◆ **WHAT TO PRODUCE**:
Could you output each line of the data that follows exactly?

◆ **SUPPLIED RECORDS**:
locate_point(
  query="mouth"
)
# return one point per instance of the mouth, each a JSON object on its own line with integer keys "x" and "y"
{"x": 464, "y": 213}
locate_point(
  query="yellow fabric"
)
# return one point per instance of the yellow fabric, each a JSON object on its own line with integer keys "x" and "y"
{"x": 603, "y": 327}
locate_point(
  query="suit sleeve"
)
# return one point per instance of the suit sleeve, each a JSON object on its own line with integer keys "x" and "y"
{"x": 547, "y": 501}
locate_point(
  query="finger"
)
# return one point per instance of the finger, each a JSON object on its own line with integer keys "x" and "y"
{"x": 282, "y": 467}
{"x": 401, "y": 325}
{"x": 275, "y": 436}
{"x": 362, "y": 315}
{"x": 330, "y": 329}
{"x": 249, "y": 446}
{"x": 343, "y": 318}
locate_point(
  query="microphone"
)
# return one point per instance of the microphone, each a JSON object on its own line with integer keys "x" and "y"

◆ **SOLUTION**:
locate_point(
  query="mouth"
)
# return one point per instance of the mouth, each a JSON object on its own line with integer keys "x" and "y"
{"x": 464, "y": 213}
locate_point(
  query="yellow fabric"
)
# return one point per instance of the yellow fabric, each a JSON object on its own line with integer keys "x" and "y"
{"x": 603, "y": 327}
locate_point(
  query="suit sleeve"
)
# return one point per instance of the suit sleeve, each a JSON object on its own line with integer keys "x" and "y"
{"x": 547, "y": 501}
locate_point(
  query="finger"
)
# return one point per instance of the finger, each a JSON object on its own line with integer keys "x" and "y"
{"x": 282, "y": 467}
{"x": 401, "y": 325}
{"x": 275, "y": 436}
{"x": 362, "y": 315}
{"x": 330, "y": 329}
{"x": 249, "y": 446}
{"x": 343, "y": 318}
locate_point(
  query="microphone"
)
# return one point per instance of the microphone, each a JSON object on its own line with integer keys "x" and "y"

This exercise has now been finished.